» Task details: Give back every entry below, exactly as written.

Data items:
((

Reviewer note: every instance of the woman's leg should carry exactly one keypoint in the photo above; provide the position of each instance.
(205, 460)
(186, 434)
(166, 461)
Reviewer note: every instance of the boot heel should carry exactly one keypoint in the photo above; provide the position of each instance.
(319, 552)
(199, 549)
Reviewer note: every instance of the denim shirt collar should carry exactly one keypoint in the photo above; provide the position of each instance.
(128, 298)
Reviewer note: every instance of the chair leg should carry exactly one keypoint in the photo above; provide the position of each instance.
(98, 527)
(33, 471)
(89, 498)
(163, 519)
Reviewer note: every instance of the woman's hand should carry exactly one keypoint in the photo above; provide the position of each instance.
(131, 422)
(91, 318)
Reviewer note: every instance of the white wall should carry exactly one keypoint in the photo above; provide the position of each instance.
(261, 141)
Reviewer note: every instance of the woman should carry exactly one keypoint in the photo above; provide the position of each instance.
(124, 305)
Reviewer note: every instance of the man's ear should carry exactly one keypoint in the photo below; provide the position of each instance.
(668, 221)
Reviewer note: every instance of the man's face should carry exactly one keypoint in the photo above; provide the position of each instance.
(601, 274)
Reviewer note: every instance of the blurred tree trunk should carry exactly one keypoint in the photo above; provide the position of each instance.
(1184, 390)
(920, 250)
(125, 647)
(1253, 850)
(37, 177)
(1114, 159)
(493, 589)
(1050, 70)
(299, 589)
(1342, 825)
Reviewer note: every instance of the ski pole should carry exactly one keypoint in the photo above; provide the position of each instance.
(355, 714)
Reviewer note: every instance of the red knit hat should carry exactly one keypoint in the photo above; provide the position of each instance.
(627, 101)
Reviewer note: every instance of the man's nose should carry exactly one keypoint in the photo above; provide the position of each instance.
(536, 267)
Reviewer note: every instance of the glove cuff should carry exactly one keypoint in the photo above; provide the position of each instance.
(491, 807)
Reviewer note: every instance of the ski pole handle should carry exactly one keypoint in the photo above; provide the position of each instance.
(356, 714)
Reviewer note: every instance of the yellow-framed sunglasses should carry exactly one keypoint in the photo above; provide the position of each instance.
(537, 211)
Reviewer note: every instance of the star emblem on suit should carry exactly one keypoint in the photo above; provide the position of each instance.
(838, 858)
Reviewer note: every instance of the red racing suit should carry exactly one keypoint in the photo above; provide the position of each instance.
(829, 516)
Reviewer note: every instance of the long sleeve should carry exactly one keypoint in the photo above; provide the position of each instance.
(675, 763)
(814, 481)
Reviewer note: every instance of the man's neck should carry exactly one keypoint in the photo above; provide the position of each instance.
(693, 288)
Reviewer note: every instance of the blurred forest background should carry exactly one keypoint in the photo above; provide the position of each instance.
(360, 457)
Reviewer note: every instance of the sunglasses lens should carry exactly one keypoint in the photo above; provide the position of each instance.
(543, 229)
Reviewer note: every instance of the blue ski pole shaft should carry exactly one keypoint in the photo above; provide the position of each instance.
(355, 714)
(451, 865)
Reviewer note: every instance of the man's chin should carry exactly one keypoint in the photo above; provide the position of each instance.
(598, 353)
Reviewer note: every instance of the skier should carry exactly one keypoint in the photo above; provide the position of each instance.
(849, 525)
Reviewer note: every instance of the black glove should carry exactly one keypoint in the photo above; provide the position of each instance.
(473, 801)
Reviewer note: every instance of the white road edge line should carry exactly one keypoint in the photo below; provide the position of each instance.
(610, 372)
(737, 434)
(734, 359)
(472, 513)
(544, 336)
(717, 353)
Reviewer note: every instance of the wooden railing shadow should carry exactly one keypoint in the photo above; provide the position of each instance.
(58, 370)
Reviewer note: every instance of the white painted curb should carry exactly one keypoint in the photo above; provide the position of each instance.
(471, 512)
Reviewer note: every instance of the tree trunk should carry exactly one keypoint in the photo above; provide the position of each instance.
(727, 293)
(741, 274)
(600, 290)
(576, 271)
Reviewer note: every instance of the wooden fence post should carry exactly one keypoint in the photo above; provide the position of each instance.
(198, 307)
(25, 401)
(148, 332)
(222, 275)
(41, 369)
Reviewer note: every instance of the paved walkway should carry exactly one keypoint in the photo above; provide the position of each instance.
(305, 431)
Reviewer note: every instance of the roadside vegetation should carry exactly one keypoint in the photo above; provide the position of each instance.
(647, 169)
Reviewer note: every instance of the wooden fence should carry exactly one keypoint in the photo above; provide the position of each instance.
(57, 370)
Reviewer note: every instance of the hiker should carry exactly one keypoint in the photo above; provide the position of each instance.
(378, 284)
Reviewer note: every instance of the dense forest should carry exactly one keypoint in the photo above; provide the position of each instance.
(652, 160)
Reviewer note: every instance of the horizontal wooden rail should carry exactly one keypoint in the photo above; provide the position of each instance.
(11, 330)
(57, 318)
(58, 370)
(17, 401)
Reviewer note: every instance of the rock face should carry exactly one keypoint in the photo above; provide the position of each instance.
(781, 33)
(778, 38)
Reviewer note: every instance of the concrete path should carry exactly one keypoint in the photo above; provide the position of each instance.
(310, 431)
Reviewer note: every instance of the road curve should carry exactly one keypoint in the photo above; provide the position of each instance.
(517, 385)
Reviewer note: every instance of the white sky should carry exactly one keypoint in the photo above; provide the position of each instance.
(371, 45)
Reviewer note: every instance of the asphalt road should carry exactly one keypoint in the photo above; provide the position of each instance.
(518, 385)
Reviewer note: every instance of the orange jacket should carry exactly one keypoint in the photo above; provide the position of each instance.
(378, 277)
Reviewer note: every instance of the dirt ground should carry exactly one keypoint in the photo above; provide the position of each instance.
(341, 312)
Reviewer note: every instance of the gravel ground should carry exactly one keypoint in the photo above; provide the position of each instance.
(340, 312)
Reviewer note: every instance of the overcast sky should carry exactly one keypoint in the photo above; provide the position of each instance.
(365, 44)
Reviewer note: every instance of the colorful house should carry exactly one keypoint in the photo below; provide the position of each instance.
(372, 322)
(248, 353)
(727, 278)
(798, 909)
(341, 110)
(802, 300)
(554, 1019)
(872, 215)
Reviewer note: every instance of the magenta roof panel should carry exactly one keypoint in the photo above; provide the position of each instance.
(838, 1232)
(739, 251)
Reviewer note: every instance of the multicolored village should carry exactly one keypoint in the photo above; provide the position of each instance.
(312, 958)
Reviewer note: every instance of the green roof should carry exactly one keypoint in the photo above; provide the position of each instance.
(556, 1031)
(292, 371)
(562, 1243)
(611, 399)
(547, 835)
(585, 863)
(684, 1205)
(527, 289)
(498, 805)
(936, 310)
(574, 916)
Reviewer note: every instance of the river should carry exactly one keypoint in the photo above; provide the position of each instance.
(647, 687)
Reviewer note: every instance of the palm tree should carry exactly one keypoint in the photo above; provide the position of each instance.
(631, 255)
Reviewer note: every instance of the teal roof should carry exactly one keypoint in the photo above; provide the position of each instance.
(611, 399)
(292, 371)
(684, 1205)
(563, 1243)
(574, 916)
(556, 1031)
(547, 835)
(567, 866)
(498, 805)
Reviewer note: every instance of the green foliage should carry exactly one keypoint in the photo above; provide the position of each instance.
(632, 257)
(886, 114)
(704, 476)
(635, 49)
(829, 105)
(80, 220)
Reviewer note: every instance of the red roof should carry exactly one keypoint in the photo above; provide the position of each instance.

))

» Reply to the exercise:
Reviewer note: every instance of the woman's leg should carry exactly one keypoint in the photo above; provide the position of each instance.
(205, 460)
(186, 434)
(166, 461)
Reviewer note: every instance of the boot heel should carry exactly one keypoint in the photo above; provide the position of each instance.
(319, 552)
(199, 549)
Reviewer note: every instance of the denim shirt collar should carry exactly one keypoint in the photo above; provide the position of each instance.
(128, 298)
Reviewer note: every instance of the chair leg should carry exactly one keypoint in the photo above; provide the position of each instance.
(98, 527)
(33, 471)
(89, 498)
(163, 519)
Reviewer note: every instance of the woman's hand should carry exactly one keypoint in the photo above; provide the position of each instance.
(131, 422)
(91, 318)
Reviewer note: every instance of the white wall should carry exactly one keypoint in the photo above; provide the position of each instance.
(261, 141)
Reviewer note: every instance of the woman should carry exactly one keypoint in the photo above; provide the position of each instance.
(124, 305)
Reviewer note: every instance of the man's ear should carry exactly one keypoint in the photo below; provide the position of each instance.
(668, 221)
Reviewer note: every instance of the man's face should carry exactly one keypoint in the photo above; provide the position of each instance.
(601, 274)
Reviewer note: every instance of the blurred tree trunk should carry exactly one keypoint in the photo above; provide the position of each instance.
(1184, 390)
(920, 250)
(125, 647)
(1253, 850)
(37, 177)
(1114, 159)
(493, 589)
(1050, 70)
(299, 589)
(1342, 825)
Reviewer note: every instance of the ski pole should carry exactly one keypoint in the photo above; provide the position of each instance.
(355, 714)
Reviewer note: every instance of the red knit hat should carry exactly one keypoint in the photo above; provide the position of each instance.
(627, 101)
Reviewer note: every instance of the man's nose should carry exactly one keypoint in the photo above; provide the position of each instance.
(536, 267)
Reviewer note: every instance of the glove cuff should carry exactly one keypoint in the photo above; provide the position of each instance.
(491, 807)
Reviewer note: every instance of the ski pole handle should carry exactly one keypoint in the photo above; provide the position of each instance.
(356, 714)
Reviewer note: every instance of the yellow-framed sunglasses should carry exactly one keypoint in the photo above; provide the position of each instance.
(537, 211)
Reviewer note: every instance of the star emblem on suit should carry exactly one keypoint in the photo above; provide the position of each instance.
(838, 858)
Reviewer note: every instance of the red racing suit should carry exactly one keypoint in the photo above; provide the position of each instance.
(829, 516)
Reviewer note: every instance of the long sleeve should carry exactly one keypoint in the photo above; provide the position of each instance.
(675, 763)
(814, 481)
Reviewer note: every instance of the man's neck should carry exactly one keypoint in the photo above; provide the position of each instance.
(693, 288)
Reviewer note: every instance of the blurred forest background should carry exactly one keypoint in the photo above; provide the position of each instance.
(360, 457)
Reviewer note: every instance of the sunglasses lens should carry exactly one keypoint in the photo above; provide the position of each instance.
(543, 229)
Reviewer note: every instance of the blue ski pole shaft should carry exactly one keypoint in the photo above; provide the position of each instance.
(355, 714)
(451, 865)
Reviewer note: every instance of the man's chin should carry exactly one keypoint in the photo above; provide the position of each instance.
(598, 353)
Reviewer note: every instance of the skier should carry exactly one keypoint in the photo above; provide the position of each instance.
(849, 525)
Reviewer note: every instance of the black glove should carry exactly one keypoint in the photo above; provide the position of each instance.
(473, 801)
Reviewer note: every instance of the white road edge line should carry exactly one keypoint in the photo below; provide the position of each instance.
(610, 372)
(737, 434)
(734, 359)
(472, 513)
(544, 336)
(717, 353)
Reviewer note: every instance of the wooden railing shadow should carry exactly one keypoint in the photo above; provide the position of each instance.
(58, 370)
Reviewer note: every instance of the white painted curb should carry exactly one keypoint in the photo above; provide the position of each instance.
(471, 512)
Reviewer note: every instance of the tree trunk should carry exactly one keypoint in the photo above; provide the position of each instance.
(727, 293)
(741, 274)
(600, 290)
(576, 271)
Reviewer note: every instance of the wooden fence post should carry exactly one keypoint in the photo above; provide the position of each instance.
(198, 307)
(25, 401)
(148, 332)
(222, 275)
(41, 369)
Reviewer note: every instance of the paved walkway should carry exactly one keypoint in the photo above; provide the position of each instance.
(305, 431)
Reviewer note: every instance of the roadside vegetation should carry exactly one keypoint in the photo above; provide the position of each instance.
(647, 169)
Reviewer note: every instance of the wooden fence should carry exactly one keypoint in the photo above; provide the position of each instance.
(57, 370)
Reviewer note: every instance of the hiker should carry exactly one keypoint in the photo above; provide the position of each instance.
(378, 284)
Reviewer note: every instance of the dense forest should carry exactly one keypoint in the photo above; provide the position of each instance.
(652, 160)
Reviewer note: every instance of the horizontal wooden rail should carry exactly one keypoint in the photo above; provide the position of each instance.
(11, 330)
(57, 318)
(58, 370)
(17, 401)
Reviewer note: every instance of the rock face should carry exactly one keypoint in the photo above; provide the position of each instance.
(781, 33)
(778, 38)
Reviewer note: every instance of the concrete path should carry exactly one keypoint in the photo above; provide the position of each instance.
(310, 431)
Reviewer note: every instance of the road curve should carry exactly one keypoint in the photo above; provide the position of each instance.
(517, 385)
Reviewer note: every instance of the white sky should carry exactly one keypoint in the photo above; provide the position of each instance.
(371, 45)
Reviewer note: every instance of the asphalt road should carry exactly one keypoint in the photo above; provide the position of each instance.
(518, 385)
Reviewer note: every instance of the orange jacket should carry exactly one keypoint in the photo above; provide the position of each instance.
(378, 277)
Reviewer note: every instance of the dirt ground should carry exactly one keypoint in the photo above; provide the position of each instance.
(341, 312)
Reviewer note: every instance of the gravel ground should carry exactly one keypoint in the photo above; provide the position of each instance.
(340, 312)
Reviewer note: every instance of the overcast sky should carry exactly one keypoint in the photo above; provide the position of each instance.
(365, 44)
Reviewer note: every instance of the colorful house should carry exactly one keypoint in the photo below; provide the position of each instance.
(372, 322)
(248, 353)
(727, 278)
(798, 909)
(341, 110)
(802, 300)
(554, 1019)
(872, 215)
Reviewer note: every instance of the magenta roof panel should carry exactly one keypoint in the photo above; provide the position of each instance.
(838, 1232)
(739, 251)
Reviewer note: every instance of the multicolored village should carry exactly one keypoint in the photo above; provide the position of each instance.
(312, 958)
Reviewer note: every instance of the green roof should carry exactly one keypoint in the photo above; provide the position of each instance.
(556, 1031)
(292, 371)
(562, 1243)
(611, 399)
(547, 835)
(585, 863)
(684, 1205)
(527, 289)
(498, 805)
(936, 310)
(574, 916)
Reviewer note: every instance of the river should carry exactly one keypoint in the photo above; provide the position of each instance.
(647, 687)
Reviewer note: every instance of the palm tree should carry exactly one keypoint in the photo above; provide the position of each instance.
(631, 255)
Reviewer note: every instance of the teal roof should carry exactly one keypoint in the photo above; provide the position of each instance.
(611, 399)
(292, 371)
(684, 1205)
(563, 1243)
(574, 916)
(556, 1031)
(547, 835)
(567, 866)
(498, 805)
Reviewer note: every instance of the green foliage should carry exactly one keypoint in the photo above; provide the position of each instance.
(632, 257)
(886, 114)
(704, 476)
(635, 49)
(829, 105)
(80, 220)
Reviewer note: every instance of the red roof should carry exactly one keypoint in the photo above; provide the position of each instance.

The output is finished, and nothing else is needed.